Requirements
Quote every row below verbatim, line by line.

(Labeled contour entries)
□ □ □ □

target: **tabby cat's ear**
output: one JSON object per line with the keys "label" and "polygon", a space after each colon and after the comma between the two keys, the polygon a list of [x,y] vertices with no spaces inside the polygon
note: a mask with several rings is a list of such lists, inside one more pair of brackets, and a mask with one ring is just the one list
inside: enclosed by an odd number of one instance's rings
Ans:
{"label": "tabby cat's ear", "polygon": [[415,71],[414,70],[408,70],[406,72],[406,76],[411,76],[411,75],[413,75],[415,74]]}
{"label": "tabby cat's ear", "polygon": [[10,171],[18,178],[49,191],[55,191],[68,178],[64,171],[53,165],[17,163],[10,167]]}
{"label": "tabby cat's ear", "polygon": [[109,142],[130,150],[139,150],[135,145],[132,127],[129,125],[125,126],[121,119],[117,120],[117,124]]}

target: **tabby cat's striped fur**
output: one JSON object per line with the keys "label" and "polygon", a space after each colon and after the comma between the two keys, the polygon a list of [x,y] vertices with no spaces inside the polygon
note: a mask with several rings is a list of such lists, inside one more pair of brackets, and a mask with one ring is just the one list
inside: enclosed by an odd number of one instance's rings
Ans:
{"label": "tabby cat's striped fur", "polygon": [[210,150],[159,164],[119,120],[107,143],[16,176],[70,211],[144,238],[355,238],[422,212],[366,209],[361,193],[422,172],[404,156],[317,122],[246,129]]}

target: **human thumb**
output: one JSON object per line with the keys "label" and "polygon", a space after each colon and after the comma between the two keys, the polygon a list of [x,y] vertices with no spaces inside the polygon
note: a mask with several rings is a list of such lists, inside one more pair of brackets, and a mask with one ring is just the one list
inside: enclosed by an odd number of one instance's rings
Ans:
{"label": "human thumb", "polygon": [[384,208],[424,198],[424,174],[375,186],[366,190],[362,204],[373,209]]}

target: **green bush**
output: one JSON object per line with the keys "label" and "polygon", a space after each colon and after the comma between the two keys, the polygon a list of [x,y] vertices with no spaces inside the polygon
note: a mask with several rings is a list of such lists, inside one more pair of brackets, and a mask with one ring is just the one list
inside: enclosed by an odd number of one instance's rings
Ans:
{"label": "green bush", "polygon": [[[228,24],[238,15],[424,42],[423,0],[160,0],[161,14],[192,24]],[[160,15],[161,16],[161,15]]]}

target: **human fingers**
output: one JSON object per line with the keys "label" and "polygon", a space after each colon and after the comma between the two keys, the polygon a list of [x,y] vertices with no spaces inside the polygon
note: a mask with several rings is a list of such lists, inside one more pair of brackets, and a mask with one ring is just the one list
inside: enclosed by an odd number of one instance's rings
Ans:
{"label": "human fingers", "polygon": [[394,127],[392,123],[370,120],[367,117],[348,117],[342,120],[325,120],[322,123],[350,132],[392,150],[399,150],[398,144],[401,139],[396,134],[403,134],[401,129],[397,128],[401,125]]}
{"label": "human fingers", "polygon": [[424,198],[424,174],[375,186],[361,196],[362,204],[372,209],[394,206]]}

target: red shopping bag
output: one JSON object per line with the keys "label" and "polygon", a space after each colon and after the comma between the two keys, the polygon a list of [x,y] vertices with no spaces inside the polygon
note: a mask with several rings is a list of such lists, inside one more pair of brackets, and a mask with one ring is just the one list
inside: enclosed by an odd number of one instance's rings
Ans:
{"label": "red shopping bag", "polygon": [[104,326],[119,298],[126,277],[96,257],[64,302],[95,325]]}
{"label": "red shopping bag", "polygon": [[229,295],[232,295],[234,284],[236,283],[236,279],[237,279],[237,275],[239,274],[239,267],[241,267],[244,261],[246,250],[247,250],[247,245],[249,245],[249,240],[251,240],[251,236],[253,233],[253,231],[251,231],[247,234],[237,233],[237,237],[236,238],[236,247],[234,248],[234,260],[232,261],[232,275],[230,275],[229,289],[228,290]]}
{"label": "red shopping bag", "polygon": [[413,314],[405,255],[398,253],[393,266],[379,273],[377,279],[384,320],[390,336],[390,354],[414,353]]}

□ □ □ □

Answer for this exercise
target: **tabby cat's ear**
output: one JSON object per line with the keys "label" and "polygon", a space after each colon and after the comma between the two keys, the polygon a list of [x,y] vertices with no spaces inside the polygon
note: a mask with several rings is a list of such lists, inside one more pair of brackets, and a mask with one ring is just the one list
inside: enclosed by an odd number of one instance's rings
Ans:
{"label": "tabby cat's ear", "polygon": [[415,71],[414,70],[408,70],[406,72],[406,76],[411,76],[411,75],[413,75],[415,74]]}
{"label": "tabby cat's ear", "polygon": [[10,171],[18,178],[49,191],[55,191],[68,178],[64,171],[53,165],[17,163],[10,167]]}
{"label": "tabby cat's ear", "polygon": [[109,142],[130,150],[139,150],[135,145],[132,127],[129,125],[125,126],[121,119],[117,120],[117,124]]}

target: **tabby cat's striped fur**
output: one JSON object per line with the keys "label" and "polygon", a space after each colon and after the comma between the two keys, the polygon a list of [x,y] vertices with no spaces inside the polygon
note: a mask with several rings is a list of such lists, inside one more pair of brackets, and a mask with one ring is just the one list
inside: enclosed by an odd number of one instance's rings
Ans:
{"label": "tabby cat's striped fur", "polygon": [[210,150],[159,164],[119,120],[107,143],[16,176],[70,211],[144,238],[355,238],[422,212],[366,209],[361,193],[422,172],[404,156],[317,122],[246,129]]}

target: **human thumb**
output: one JSON object per line with the keys "label" and "polygon", a space after each colon and after the comma between the two keys, the polygon a list of [x,y] vertices with no spaces inside the polygon
note: a mask with several rings is a list of such lists, inside one more pair of brackets, and a mask with one ring is just the one list
inside: enclosed by an odd number of one instance's rings
Ans:
{"label": "human thumb", "polygon": [[384,208],[424,198],[424,174],[375,186],[366,190],[362,204],[373,209]]}

target: **green bush**
output: one JSON object per line with the keys "label" and "polygon", a space after each colon and after the comma between the two keys, the polygon a list of [x,y] vertices with no spaces inside the polygon
note: a mask with several rings is a list of such lists, inside one more pair of brackets, and a mask with one ring is just the one list
inside: enclosed by an odd number of one instance's rings
Ans:
{"label": "green bush", "polygon": [[[228,24],[238,15],[424,42],[423,0],[160,0],[161,14],[192,24]],[[160,15],[161,16],[161,15]]]}

target: **human fingers**
output: one JSON object per line with the keys "label" and "polygon", a space after each colon and after the comma between the two keys, the polygon a list of [x,y] vertices with no spaces inside the polygon
note: a mask with several rings is a list of such lists, inside one more pair of brackets, and a mask with one ring is just the one list
inside: enclosed by an odd number of one instance's rings
Ans:
{"label": "human fingers", "polygon": [[394,127],[392,123],[370,120],[367,117],[348,117],[342,120],[325,120],[322,123],[350,132],[392,150],[399,150],[398,144],[401,139],[396,134],[403,134],[401,129],[397,128],[401,125]]}
{"label": "human fingers", "polygon": [[424,198],[424,174],[375,186],[361,196],[362,204],[372,209],[394,206]]}

target: red shopping bag
output: one JSON object per line with the keys "label" and "polygon", a space after each colon and after the comma between the two keys, the polygon a list of [x,y] vertices with no spaces inside the polygon
note: a mask with several rings is a list of such lists, inside one more pair of brackets, and a mask with one ring is just the one list
inside: enclosed by an odd number of one instance's rings
Ans:
{"label": "red shopping bag", "polygon": [[104,326],[119,298],[126,277],[96,257],[64,302],[95,325]]}
{"label": "red shopping bag", "polygon": [[229,295],[232,295],[234,284],[236,283],[236,279],[237,279],[237,275],[239,274],[239,267],[241,267],[244,261],[246,250],[247,250],[247,245],[249,245],[249,240],[251,240],[251,236],[253,233],[253,231],[251,231],[247,234],[237,233],[237,237],[236,238],[236,247],[234,248],[234,260],[232,261],[232,275],[230,275],[229,289],[228,290]]}
{"label": "red shopping bag", "polygon": [[413,314],[405,255],[398,253],[393,266],[379,273],[377,279],[384,320],[390,336],[390,354],[414,353]]}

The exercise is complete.